* _СОДЕРЖАНИЕ ЗАДАНИЯ_
[1] Объясните на основании исходного текста, почему Мадиева не отпустили домой на побывку, несмотря на просьбу его отца.
[2] Какое расстояние, согласно исходному тексту, оставалось от Душанбе до Куляба?

* _ИСХОДНЫЙ ТЕКСТ_
——————————

Мадиев погиб, не сделав ни единого выстрела. Помню, как в Термез приезжал его отец с кучей даров нам, командирам, чтобы сына отпустили домой, на побывку. Я и Игорь Семенов, не сговариваясь, вышли из канцелярии, оставив там Сашу Кистеня краснеть перед его отцом и его дарами. Мы не привыкли к такому...

Тогда мы многих солдат отпускали домой. Вот и отец Мадиева просил отпустить сына. Но такой возможности уже не было, мы скоро должны были уезжать. Причем отец уверял, что сын догонит роту в Афганистане...

Цебрук с Кистенем доказывали, что это невозможно. Как так они могут отпустить солдата, чтобы он потом их догонял. Поговорили как-то даже жестко и расстались не по-доброму.

Когда же Мадиев умер от ран, Юрию Филипповичу предстояло везти гроб на родину. С трудом он добрался до Душанбе. До Куляба было еще двести километров. Оттуда приехал прапорщик из военкомата. Филиппович отправил с ним гроб, а сам поехал другой машиной. Тот же прапорщик привез гроб в Куляб раньше, сгрузил гроб во дворе, ничего не сказавши родным, и уехал...

Назревала какая-то гроза. Обыкновенные факты вдруг приобретали значение зловещее. С командирами расстались не по-доброму. Мало того, что сын погиб, так еще привезли гроб, бросили, ничего не сказав...

——————————

* _ПРЕДОСТАВЛЕННЫЕ МАТЕРИАЛЫ_

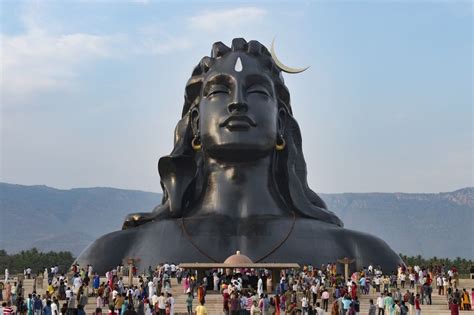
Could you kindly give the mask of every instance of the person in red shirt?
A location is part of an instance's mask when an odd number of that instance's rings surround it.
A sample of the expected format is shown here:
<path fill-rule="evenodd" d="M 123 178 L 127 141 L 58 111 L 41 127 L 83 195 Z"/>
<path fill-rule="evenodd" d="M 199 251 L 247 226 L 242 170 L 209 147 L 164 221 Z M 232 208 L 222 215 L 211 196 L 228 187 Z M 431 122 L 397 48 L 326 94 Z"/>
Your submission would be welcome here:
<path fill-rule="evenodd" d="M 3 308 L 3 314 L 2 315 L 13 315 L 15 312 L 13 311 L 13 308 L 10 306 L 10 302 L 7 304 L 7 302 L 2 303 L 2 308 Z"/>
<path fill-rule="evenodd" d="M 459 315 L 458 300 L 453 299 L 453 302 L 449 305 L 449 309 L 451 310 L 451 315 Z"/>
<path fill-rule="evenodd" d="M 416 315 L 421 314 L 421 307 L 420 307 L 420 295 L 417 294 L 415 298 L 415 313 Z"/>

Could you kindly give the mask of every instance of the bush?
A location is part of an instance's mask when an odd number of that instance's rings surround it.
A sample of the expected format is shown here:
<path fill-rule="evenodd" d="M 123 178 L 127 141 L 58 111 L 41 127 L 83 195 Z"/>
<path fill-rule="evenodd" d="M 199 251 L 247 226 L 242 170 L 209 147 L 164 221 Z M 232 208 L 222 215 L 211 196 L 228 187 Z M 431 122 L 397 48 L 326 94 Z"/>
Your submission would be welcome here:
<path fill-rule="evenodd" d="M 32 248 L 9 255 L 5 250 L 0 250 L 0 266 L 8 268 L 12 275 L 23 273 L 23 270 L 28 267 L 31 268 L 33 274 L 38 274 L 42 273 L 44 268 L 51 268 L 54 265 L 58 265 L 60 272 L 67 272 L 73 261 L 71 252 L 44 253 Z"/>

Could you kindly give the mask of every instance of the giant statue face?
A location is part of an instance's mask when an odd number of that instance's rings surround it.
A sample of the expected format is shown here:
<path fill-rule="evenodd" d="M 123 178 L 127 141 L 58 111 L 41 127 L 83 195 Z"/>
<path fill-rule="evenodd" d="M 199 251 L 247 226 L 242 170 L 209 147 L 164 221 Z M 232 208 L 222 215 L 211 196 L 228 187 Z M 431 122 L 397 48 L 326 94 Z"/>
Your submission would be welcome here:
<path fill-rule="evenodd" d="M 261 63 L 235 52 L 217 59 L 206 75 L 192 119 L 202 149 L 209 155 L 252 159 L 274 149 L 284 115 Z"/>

——————————

* _РЕЗУЛЬТАТЫ_
[1] Такой возможности уже не было, поскольку рота вскоре должна была уезжать. Цебрук и Кистень доказывали, что нельзя отпустить солдата, чтобы он потом догонял роту в Афганистане.

[2] Двести километров.